------ Records shown

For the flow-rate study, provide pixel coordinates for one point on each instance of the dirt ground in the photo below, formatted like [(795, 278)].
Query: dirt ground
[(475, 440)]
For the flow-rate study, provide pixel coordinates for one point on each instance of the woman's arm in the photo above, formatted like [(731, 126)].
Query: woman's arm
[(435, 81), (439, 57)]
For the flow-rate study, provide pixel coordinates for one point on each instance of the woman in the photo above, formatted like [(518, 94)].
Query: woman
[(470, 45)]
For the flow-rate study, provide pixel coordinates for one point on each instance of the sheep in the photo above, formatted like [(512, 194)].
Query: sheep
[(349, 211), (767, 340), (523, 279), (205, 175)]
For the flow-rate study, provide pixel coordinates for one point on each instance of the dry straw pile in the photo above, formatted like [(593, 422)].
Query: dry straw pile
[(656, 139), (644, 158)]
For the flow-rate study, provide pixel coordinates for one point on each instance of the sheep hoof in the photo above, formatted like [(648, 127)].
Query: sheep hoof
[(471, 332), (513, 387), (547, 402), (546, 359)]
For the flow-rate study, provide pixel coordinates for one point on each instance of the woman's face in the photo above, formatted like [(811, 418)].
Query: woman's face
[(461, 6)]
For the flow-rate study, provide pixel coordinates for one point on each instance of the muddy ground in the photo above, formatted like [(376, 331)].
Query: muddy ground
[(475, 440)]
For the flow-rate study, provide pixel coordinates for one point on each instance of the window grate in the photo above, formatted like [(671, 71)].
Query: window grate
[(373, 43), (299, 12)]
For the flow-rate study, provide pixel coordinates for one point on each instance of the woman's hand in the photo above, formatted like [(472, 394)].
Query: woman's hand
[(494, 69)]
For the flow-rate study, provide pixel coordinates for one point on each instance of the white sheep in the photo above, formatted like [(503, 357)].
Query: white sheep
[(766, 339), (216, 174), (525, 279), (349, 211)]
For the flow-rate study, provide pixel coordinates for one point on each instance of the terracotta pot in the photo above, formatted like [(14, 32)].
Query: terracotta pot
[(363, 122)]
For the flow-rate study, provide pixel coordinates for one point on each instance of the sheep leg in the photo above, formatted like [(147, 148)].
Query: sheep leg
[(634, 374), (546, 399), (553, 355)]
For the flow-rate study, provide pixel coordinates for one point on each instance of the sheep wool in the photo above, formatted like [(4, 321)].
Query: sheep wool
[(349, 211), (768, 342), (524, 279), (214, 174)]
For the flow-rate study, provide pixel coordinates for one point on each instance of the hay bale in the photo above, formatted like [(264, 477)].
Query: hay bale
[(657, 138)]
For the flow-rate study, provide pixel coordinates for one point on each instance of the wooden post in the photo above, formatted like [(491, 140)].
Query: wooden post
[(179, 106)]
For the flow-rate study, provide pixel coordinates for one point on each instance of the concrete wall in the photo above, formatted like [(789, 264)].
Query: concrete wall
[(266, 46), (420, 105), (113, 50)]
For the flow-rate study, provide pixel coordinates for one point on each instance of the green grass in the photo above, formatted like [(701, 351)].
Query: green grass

------------

Your answer should be a single number: the count of lines in the entries that contain "green".

2